**Поставленная задача 1:** Сократите абзац текста о социал-демократии, который начинается словами «Во-первых, необходимо отметить», и сохраните его главные факты.
**Поставленная задача 2:** Поменяйте в тексте о социал-демократии «модерна» на «Нового времени» и приведите отрывок от «Дело в том, что» до «адресовано это попустительство.» включительно.

Читаем Искушение глобализмом полностью

Во-первых, необходимо отметить, что социал-демократический ответ на современный либеральный «беспредел», на бесцеремонный выход экономической элиты во главе с ее финансовым авангардом из системы гражданского консенсуса является неадекватно слабым, невнятным. Нынешние социал-демократы на Западе по-настоящему не ответили на вызов либеральных монетаристов и атлантистов ни в области внутренней политики, ни в области внешней, касающейся эксцессов «однополярности». Да и коллизии нашей переломной, по большому историческому счету, эпохи не таковы, чтобы их можно было разрешить в рамках ритуальной смены республиканцев демократами, консерваторов — лейбористами, христианских демократов — социал-демократами. Российский избиратель интуитивно чувствует это: наша новоиспеченная социал-демократическая партия едва набирает 1% голосов.

Дело в том, что в культуре назревает жесткая реакция на расточительные эксперименты модерна в форме новой аскезы. Социал-демократическое течение ближе к модернистской доминанте расточительного эмансипаторства, чем к аскезе и самодисциплине.

Совсем недавно общей культурной реакцией на это расточительство воспользовались западные неоконсерваторы. Они критиковали попустительство леволиберального и социал-демократического комплекса, социальное государство за вскормленную им «субкультуру пособий» (социального иждивенчества), прожектерство и утопизм. Но, как оказалось, монетаризм и кейнсианство, правый либерализм и социал-демократия борются между собой внутри общей попустительской доминанты модерна. Речь просто идет о том, кому преимущественно будет адресовано это попустительство.

**Предоставленные сведения:**
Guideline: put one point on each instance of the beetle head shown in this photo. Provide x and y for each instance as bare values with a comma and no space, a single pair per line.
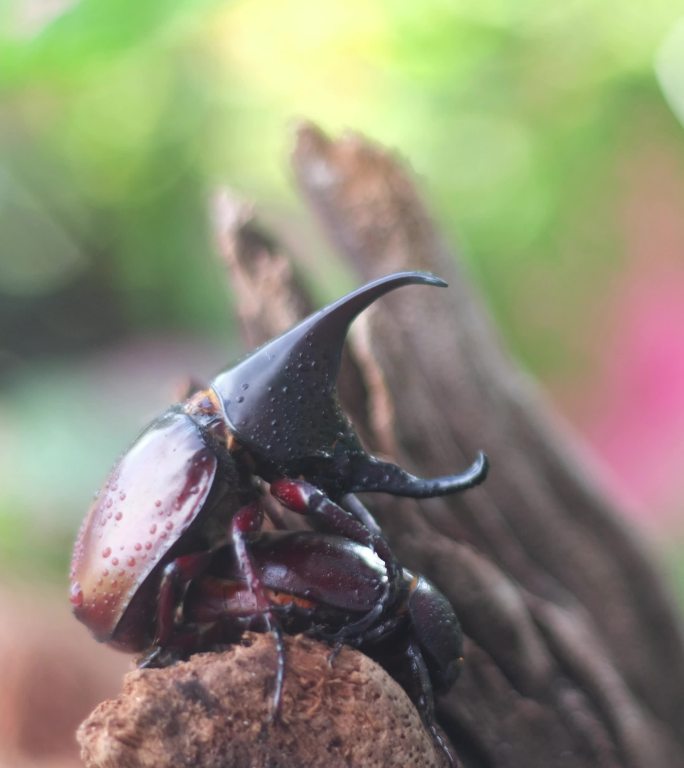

**Полный ответ 1:** Социал-демократы отвечают на либеральный «беспредел» неадекватно слабо и невнятно. Этот «беспредел» выражается в бесцеремонном выходе экономической элиты во главе с финансовым авангардом из системы гражданского консенсуса. Западные социал-демократы не ответили на вызов либеральных монетаристов и атлантистов ни во внутренней, ни во внешней политике, где речь идет об эксцессах «однополярности». Противоречия переломной эпохи нельзя разрешить ритуальной сменой республиканцев демократами, консерваторов лейбористами, христианских демократов социал-демократами. Российский избиратель интуитивно это чувствует: новоиспеченная социал-демократическая партия едва набирает 1% голосов.

**Полный ответ 2:**
Дело в том, что в культуре назревает жесткая реакция на расточительные эксперименты Нового времени в форме новой аскезы. Социал-демократическое течение ближе к модернистской доминанте расточительного эмансипаторства, чем к аскезе и самодисциплине.

Совсем недавно общей культурной реакцией на это расточительство воспользовались западные неоконсерваторы. Они критиковали попустительство леволиберального и социал-демократического комплекса, социальное государство за вскормленную им «субкультуру пособий» (социального иждивенчества), прожектерство и утопизм. Но, как оказалось, монетаризм и кейнсианство, правый либерализм и социал-демократия борются между собой внутри общей попустительской доминанты Нового времени. Речь просто идет о том, кому преимущественно будет адресовано это попустительство.